Problem requirements: Extract every line from the records below that contains the word "lying". Matching is case-sensitive.

* begin Recorded information *

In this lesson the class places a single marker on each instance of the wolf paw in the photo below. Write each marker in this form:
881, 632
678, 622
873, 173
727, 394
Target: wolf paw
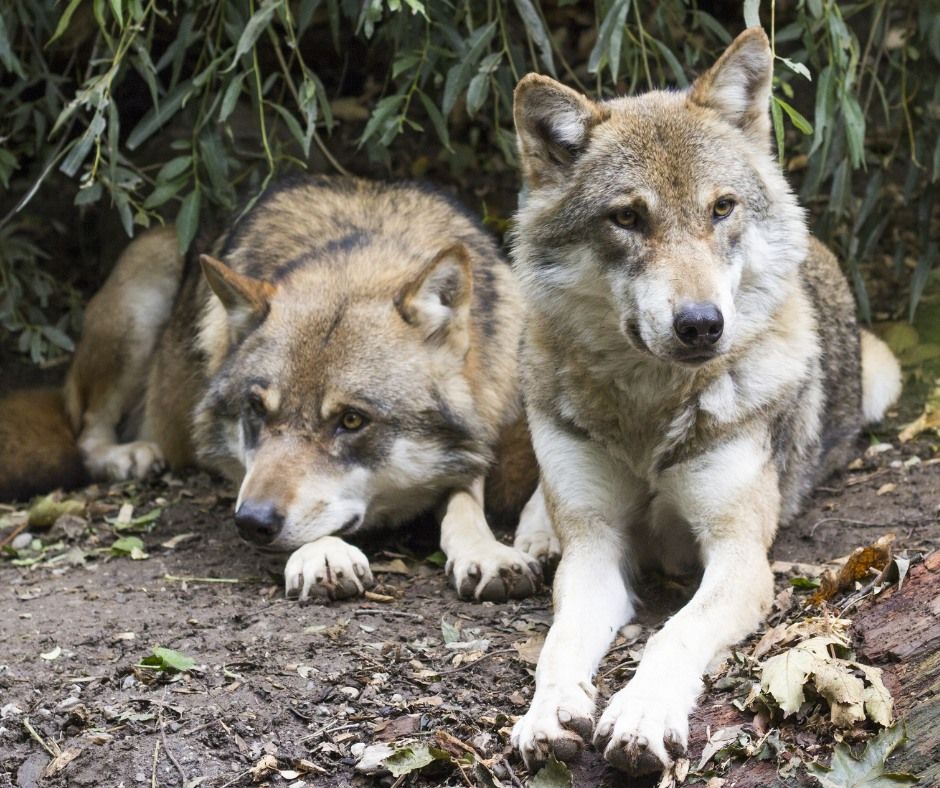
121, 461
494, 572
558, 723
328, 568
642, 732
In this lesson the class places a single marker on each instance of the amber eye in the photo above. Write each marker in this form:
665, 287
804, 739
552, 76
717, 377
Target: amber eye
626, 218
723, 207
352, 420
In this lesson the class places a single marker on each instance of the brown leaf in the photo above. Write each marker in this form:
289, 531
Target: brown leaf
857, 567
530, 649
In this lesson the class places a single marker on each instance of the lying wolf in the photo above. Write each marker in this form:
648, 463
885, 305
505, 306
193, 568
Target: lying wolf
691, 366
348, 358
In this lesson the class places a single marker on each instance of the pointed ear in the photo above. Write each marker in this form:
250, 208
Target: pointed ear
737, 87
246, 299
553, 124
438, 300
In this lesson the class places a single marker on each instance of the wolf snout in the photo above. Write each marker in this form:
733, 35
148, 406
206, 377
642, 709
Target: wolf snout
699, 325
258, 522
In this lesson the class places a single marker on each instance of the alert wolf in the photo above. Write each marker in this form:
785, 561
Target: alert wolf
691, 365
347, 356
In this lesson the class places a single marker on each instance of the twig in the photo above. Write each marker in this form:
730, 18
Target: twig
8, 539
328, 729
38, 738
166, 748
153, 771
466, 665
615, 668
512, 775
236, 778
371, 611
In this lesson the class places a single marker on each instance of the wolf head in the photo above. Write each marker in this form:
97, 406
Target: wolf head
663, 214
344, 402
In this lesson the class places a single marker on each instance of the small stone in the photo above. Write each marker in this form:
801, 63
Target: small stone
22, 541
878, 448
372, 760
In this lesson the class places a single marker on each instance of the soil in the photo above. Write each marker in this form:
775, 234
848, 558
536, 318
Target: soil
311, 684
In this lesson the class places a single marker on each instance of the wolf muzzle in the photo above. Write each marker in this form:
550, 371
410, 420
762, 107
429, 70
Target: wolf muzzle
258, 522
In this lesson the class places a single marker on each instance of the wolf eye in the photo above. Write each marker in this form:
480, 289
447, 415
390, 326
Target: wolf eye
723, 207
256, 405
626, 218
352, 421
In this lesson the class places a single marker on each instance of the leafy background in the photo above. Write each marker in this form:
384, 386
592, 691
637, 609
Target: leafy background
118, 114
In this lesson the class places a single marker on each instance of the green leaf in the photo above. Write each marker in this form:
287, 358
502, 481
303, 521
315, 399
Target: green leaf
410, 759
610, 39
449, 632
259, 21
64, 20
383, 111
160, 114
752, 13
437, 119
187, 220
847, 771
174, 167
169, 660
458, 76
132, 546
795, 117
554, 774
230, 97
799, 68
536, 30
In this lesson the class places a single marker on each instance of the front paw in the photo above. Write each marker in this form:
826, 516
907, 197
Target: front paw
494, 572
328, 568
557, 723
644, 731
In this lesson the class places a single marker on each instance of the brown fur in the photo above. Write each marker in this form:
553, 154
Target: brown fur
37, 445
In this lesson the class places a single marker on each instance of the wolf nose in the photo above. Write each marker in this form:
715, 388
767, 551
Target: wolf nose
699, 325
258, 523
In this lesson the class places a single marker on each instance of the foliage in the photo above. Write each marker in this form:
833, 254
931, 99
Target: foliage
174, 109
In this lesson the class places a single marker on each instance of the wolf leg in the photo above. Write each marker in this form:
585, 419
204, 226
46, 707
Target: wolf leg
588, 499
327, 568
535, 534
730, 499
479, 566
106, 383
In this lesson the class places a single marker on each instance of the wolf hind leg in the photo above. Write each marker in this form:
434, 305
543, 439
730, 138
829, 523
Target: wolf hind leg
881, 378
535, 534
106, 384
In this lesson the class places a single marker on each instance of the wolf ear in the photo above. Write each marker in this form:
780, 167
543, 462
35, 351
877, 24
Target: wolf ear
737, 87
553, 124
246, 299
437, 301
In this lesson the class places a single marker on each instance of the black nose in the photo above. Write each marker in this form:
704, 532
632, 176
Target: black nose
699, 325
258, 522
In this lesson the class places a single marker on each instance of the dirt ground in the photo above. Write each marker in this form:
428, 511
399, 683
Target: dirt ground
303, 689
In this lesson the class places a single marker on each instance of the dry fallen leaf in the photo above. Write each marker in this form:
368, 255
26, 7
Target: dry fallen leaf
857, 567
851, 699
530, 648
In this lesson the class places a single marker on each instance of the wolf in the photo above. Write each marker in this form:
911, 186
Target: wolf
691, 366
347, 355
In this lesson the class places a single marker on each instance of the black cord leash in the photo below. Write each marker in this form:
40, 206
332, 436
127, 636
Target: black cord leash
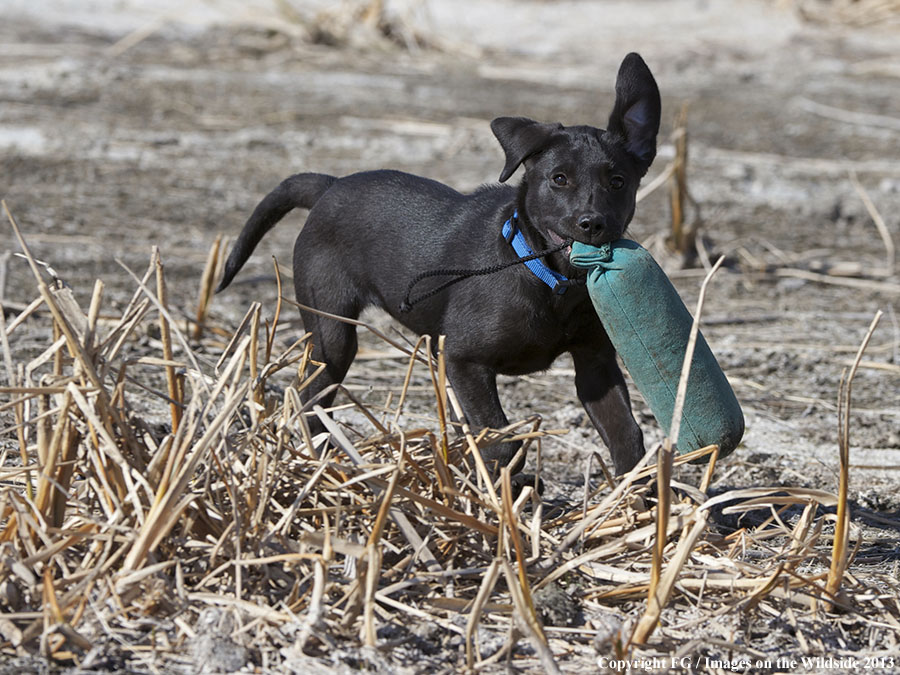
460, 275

* end Recorded information *
* begin Recorded information *

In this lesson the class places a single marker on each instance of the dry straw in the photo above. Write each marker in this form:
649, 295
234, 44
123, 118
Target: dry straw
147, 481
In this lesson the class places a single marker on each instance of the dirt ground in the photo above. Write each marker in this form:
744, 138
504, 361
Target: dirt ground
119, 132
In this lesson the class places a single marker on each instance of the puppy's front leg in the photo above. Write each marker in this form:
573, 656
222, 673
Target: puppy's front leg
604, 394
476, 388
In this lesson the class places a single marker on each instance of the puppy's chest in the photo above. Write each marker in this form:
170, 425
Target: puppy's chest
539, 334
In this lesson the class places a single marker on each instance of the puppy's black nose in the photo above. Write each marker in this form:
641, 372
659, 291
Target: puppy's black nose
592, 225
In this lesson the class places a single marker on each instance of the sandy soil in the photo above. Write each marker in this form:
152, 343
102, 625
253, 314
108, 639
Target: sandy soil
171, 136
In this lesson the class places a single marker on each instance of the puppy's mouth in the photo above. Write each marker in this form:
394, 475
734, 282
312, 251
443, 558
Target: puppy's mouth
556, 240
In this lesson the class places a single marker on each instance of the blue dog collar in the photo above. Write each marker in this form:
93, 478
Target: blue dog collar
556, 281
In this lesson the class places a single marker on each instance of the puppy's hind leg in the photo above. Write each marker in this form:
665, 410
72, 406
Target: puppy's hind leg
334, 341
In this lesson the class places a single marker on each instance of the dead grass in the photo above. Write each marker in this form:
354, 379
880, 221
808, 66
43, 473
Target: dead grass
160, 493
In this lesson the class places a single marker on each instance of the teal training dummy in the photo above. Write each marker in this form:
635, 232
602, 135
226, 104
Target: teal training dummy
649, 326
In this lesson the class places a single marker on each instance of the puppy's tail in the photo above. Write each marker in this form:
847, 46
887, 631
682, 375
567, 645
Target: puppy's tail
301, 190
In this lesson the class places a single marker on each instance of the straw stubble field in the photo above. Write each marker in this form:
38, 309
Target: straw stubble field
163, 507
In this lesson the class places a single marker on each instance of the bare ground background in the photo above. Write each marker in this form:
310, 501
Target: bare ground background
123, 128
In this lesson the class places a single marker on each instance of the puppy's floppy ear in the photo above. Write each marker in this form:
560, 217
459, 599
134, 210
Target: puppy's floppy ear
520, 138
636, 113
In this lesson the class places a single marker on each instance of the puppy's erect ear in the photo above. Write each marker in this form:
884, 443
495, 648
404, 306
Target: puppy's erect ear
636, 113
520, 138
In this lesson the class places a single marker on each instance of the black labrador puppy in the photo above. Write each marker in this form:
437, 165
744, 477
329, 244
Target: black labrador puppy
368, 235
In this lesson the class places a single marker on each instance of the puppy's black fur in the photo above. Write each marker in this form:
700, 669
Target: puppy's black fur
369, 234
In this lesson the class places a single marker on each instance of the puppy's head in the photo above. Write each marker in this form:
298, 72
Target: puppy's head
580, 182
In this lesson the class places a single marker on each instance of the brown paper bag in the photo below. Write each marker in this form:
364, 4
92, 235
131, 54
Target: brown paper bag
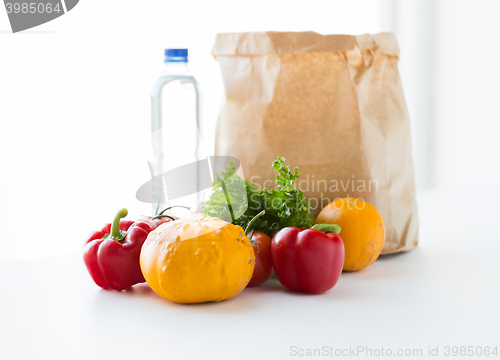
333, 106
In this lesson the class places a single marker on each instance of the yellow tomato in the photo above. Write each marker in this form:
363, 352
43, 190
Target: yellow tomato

* end Recorded information *
* begin Recorded information *

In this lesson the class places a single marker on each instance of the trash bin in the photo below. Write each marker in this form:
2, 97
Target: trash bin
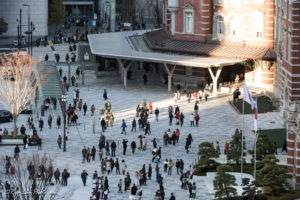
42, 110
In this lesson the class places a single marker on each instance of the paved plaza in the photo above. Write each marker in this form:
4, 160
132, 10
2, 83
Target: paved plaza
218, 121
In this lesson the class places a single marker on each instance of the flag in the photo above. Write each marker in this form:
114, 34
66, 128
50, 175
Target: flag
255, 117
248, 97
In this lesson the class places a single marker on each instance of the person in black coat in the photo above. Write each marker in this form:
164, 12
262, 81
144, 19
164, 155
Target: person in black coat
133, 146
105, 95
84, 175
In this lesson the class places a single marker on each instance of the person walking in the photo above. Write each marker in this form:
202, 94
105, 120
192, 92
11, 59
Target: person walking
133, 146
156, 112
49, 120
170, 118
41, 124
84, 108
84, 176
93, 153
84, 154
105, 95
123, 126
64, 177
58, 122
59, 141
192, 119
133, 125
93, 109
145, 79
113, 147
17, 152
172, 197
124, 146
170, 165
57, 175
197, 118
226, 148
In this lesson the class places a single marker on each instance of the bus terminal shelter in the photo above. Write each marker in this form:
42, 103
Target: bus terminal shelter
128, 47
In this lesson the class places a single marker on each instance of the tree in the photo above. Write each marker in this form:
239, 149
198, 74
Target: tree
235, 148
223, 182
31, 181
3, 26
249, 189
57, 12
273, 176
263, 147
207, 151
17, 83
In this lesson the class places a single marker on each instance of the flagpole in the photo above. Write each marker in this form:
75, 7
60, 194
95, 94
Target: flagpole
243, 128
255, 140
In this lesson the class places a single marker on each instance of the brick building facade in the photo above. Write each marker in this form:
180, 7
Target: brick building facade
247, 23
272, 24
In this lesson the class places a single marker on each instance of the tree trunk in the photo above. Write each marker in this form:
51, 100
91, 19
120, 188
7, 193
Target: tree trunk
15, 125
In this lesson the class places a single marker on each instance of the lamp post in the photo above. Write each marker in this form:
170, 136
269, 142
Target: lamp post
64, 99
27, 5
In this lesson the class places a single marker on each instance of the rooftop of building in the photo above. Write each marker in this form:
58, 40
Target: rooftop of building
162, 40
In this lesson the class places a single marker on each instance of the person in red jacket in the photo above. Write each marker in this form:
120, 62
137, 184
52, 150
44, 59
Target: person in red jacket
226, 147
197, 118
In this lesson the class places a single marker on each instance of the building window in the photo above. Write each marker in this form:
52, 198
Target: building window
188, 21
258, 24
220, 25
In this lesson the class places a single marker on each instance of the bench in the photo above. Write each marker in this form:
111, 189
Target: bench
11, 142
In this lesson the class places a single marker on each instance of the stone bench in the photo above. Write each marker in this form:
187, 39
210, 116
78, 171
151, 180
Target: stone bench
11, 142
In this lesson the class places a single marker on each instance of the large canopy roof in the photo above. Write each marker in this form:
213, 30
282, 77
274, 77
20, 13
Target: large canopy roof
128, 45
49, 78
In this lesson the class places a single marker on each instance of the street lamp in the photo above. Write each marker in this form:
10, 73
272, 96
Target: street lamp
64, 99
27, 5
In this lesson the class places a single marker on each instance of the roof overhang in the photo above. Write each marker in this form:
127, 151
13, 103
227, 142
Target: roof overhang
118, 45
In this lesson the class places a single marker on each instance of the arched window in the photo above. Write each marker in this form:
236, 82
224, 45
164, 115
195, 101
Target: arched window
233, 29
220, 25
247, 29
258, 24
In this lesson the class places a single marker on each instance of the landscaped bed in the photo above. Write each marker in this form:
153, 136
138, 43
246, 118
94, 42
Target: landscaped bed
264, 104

* end Recorded information *

Finished exercise:
In this lesson the class places a single marker on each instance of the lying wolf in the photo above. Write each marker in this form:
Target: lying wolf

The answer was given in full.